Excerpt →
The 41-year-old father at the heart of an Amber Alert in Quebec earlier this month was hunched over, eyes fixed to the ground as he made his first appearance in court Monday.
He never raised his eyes as he briefly appeared before a judge in Saint-Jerome, Que. after being returned to the province from an Ontario hospital where he was recovering from an alleged suicide attempt in police custody.
Defence lawyer Pierre Gauthier said his client was kept apart from other detainees on the ride to the courthouse for security reasons.
"He has the attitude that comes with what he is suspected of having done," Gauthier told a throng of reporters at the end of the hearing.
Quebec police issued an Amber Alert for the suspect's six-year-old boy after they discovered the body of the child's mother earlier this month north of Montreal.
Ontario provincial police arrested the suspect 10 days ago near Renfrew, Ont., where his son was found safe in a stolen vehicle.
He was charged the following week with second-degree murder in the death of the boy's mother, but no new charges have been added since.
The suspect was formally charged Monday after doctors deemed him fit to appear in court.
His case was put off until Oct. 31, when the remainder of the evidence is expected to be disclosed.
Prosecutor Steve Baribeau said a decision on additional charges will be taken in the coming weeks.
"We do not have full disclosure of the evidence. Before taking a position (on additional charges), we are waiting on the lab results," Baribeau said. "We must have an overall picture of the situation."

Data under study →

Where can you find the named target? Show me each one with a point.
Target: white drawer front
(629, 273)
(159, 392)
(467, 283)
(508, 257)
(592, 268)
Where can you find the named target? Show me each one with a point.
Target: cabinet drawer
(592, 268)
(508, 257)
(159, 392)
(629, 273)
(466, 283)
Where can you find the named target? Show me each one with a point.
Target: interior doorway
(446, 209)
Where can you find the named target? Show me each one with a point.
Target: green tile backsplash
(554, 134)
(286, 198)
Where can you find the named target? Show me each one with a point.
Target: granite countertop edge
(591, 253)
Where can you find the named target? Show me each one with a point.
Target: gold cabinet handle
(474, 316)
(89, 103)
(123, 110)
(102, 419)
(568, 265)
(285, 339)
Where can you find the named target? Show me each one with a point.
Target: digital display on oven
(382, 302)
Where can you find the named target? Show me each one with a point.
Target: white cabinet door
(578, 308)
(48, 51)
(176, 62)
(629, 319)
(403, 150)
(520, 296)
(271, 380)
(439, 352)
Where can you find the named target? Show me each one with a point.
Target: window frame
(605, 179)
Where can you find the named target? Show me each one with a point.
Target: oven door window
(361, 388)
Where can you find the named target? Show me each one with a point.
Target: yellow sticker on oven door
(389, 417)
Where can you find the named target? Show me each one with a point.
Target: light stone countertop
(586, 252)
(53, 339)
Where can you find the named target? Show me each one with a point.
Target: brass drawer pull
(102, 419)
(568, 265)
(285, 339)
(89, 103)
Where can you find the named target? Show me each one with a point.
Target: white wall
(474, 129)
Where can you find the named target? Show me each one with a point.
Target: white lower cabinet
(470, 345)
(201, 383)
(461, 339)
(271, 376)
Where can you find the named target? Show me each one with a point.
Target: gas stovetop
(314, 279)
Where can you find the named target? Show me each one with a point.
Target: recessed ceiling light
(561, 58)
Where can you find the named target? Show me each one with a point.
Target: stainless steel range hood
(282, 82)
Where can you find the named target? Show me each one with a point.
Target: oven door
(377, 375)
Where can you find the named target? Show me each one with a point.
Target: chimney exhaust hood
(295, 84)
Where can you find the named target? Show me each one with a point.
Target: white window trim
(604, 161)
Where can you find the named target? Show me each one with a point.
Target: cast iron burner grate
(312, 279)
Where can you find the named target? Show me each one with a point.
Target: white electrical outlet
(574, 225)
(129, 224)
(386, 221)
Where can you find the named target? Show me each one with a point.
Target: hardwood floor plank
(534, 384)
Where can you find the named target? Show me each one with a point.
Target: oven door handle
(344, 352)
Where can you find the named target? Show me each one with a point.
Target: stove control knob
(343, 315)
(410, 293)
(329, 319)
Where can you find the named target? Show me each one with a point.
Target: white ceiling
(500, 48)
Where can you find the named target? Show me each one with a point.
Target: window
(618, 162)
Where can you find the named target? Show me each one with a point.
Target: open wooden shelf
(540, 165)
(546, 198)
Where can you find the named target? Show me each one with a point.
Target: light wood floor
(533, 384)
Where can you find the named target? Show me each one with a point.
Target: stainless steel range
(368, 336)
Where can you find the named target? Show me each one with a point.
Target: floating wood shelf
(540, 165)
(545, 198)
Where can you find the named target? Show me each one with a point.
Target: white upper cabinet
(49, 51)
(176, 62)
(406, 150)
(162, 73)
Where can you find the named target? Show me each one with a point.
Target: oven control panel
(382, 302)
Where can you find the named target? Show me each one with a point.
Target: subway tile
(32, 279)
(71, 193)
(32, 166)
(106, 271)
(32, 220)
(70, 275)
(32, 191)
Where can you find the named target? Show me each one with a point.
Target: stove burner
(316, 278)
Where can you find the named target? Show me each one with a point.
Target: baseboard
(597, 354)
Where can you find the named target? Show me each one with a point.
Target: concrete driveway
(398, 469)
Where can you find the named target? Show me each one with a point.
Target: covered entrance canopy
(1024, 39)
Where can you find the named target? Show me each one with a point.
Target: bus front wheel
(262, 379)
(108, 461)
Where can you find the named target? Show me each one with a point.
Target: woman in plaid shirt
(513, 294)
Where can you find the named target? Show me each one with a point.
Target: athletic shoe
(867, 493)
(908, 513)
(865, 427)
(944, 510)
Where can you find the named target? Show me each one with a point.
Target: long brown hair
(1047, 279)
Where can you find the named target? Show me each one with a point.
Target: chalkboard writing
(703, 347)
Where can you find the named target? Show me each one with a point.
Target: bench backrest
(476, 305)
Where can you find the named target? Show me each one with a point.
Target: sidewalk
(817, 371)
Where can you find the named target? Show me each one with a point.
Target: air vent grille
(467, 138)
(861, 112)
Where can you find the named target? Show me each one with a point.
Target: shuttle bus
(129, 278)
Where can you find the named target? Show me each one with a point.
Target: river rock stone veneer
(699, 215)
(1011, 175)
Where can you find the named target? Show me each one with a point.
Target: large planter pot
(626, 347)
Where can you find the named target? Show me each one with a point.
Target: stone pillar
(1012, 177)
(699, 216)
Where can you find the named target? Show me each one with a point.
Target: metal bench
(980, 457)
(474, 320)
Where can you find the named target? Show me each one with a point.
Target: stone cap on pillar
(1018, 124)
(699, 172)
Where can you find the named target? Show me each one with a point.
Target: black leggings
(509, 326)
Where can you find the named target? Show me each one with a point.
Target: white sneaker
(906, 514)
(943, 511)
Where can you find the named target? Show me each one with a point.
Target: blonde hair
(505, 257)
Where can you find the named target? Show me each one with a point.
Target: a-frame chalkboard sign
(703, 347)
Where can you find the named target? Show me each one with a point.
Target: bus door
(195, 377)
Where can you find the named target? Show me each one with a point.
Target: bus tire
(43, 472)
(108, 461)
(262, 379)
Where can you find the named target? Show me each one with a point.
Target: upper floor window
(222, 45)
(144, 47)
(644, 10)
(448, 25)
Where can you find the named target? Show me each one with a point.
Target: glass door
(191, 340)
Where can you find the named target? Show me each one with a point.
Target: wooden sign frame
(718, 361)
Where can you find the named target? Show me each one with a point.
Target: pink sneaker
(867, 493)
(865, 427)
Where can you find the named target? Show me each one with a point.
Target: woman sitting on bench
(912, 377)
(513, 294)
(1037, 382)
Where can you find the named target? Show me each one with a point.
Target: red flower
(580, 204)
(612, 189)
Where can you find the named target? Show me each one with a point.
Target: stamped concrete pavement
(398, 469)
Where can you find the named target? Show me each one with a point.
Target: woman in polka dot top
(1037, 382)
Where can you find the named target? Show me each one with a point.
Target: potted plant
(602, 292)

Your goal → Carry on the news report about the Amber Alert suspect's court appearance in Saint-Jerome, picking up after its last sentence. The material plays no part in what comes next.

Exercise response →
Police are also still investigating the disappearance and death of Yvon Lacasse, a 71-year-old man whose body was found last week 100 kilometres northwest of Montreal.
The six-year-old was found by police in Lacasse's car.
"We will take our time to look at it carefully when we have the overall picture of the evidence," Baribeau said, noting it wasn't a race against time. "He is currently detained."
Quebec court Judge Claude Larochelle ordered the suspect not to communicate with about 10 people including the accused's son, friends and family of the child's dead mother, and friends and family of Lacasse.
Before his arrest in eastern Ontario, the accused was part of a manhunt that spanned an enormous territory. Police began searching for him Saint-Eustache and Lachute, northwest of Montreal.
The accused was allegedly spotted in Rouyn-Noranda, about 600 kilometres northwest of Montreal, and then in Maniwaki, which is about 100 kilometres north of Ottawa.
Authorities have said the nearly 24-hour long Amber Alert was the longest in Quebec history.